Hiking Our Fair Value Estimate for BHP Billiton

On the back of strong 2011 earnings and positive outlook, we are increasing our fair value estimate for BHP Billiton and forecasting solid growth in 2012

Mark Taylor 30 August, 2011 | 9:23AM
Facebook Twitter LinkedIn

We are increasing our fair value estimate for BHP Billiton (BLT) by 5% and maintain our positive stance. Very strong cash flows leave the balance sheet in better shape than anticipated. Our fiscal 2012 earnings forecast is for 33% increase in earnings versus fiscal 2011, reflecting substantial growth in Western Australia iron ore volume on expansion plans and coking coal volume recovering from fiscal 2011's bad weather. We also anticipate improved performance from aluminium and nickel, veritable laggards in fiscal 2011. We then expect earnings to level off on a cooling in commodities price growth from current stratospheric levels and the impact of the mineral resources rent tax in Australia.

In line with expectations, BHP reported record underlying fiscal 2011 earnings up 74% to $21.7 billion. That's 40% above the previous highest mark of $15.4 billion set in fiscal 2008. Cost pressures are evident, though outside of oil are in line with expectations, given commodities inflation. Most segments experienced 35%-40% rises in unit costs, though some like oil and coal were higher for industry-specific reasons--oil in part because of the drilling moratorium in the United States and coal the weather. Yet industrywide cost pressures, in conjunction with persistent supply-side constraints, are a key plank to commodity price support.

Requirements =
- a) Copy the part of the BHP Billiton article from "In line with expectations, BHP" up to and including "commodity price support.".
- b) Repeat word for word the lines of the listing from the line with "floor in the photo above." up to and including the final line of the listing.

Materials provided =
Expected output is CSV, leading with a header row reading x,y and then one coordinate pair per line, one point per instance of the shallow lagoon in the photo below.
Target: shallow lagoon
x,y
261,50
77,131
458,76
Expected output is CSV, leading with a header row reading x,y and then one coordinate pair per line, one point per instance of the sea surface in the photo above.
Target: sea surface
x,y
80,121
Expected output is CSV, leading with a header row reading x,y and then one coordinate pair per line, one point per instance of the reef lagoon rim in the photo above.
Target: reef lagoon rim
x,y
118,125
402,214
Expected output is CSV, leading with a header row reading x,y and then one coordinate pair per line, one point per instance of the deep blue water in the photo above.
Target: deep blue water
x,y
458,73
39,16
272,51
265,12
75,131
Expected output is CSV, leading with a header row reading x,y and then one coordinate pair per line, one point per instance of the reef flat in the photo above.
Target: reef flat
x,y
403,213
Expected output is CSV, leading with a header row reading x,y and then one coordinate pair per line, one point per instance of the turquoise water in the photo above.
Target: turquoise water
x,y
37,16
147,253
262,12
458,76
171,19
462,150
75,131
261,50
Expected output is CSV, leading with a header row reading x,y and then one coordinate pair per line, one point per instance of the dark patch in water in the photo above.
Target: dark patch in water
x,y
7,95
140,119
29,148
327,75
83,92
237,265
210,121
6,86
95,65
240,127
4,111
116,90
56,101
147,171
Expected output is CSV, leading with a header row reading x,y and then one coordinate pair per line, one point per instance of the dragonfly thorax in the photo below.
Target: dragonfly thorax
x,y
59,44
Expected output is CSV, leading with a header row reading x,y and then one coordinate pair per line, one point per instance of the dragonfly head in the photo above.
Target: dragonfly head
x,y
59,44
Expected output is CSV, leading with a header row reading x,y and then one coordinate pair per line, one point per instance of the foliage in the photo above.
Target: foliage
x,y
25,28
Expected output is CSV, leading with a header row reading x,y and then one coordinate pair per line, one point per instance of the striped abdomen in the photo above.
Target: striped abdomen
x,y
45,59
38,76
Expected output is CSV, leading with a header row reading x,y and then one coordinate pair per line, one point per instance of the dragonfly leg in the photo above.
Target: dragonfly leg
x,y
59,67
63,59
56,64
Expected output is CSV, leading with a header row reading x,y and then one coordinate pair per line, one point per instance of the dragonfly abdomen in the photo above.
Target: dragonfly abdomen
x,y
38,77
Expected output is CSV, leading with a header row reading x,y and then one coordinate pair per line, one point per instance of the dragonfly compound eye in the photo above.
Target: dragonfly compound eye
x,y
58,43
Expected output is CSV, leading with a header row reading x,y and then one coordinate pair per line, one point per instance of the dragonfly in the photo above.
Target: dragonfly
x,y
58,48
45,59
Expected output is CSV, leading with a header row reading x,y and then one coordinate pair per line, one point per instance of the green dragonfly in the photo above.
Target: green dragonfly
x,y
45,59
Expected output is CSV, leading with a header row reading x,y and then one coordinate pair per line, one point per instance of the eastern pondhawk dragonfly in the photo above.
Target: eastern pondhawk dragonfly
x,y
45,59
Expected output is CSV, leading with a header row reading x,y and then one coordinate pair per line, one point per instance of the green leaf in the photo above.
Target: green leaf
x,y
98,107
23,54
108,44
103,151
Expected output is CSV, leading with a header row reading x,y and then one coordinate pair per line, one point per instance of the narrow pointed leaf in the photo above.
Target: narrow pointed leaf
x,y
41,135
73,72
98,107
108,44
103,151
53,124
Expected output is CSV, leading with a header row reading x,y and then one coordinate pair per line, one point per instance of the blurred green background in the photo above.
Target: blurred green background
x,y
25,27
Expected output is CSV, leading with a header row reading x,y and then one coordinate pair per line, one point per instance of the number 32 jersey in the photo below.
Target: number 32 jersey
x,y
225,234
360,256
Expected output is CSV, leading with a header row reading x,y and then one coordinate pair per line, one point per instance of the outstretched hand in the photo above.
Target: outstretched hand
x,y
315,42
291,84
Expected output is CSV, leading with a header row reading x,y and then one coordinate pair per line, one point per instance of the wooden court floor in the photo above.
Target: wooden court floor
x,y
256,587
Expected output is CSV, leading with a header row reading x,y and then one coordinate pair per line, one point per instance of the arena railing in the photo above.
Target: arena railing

Exercise answers =
- a)
In line with expectations, BHP reported record underlying fiscal 2011 earnings up 74% to $21.7 billion. That's 40% above the previous highest mark of $15.4 billion set in fiscal 2008. Cost pressures are evident, though outside of oil are in line with expectations, given commodities inflation. Most segments experienced 35%-40% rises in unit costs, though some like oil and coal were higher for industry-specific reasons--oil in part because of the drilling moratorium in the United States and coal the weather. Yet industrywide cost pressures, in conjunction with persistent supply-side constraints, are a key plank to commodity price support.

- b)
Expected output is CSV, leading with a header row reading x,y and then one coordinate pair per line, one point per instance of the wooden court floor in the photo above.
Target: wooden court floor
x,y
256,587
Expected output is CSV, leading with a header row reading x,y and then one coordinate pair per line, one point per instance of the arena railing in the photo above.
Target: arena railing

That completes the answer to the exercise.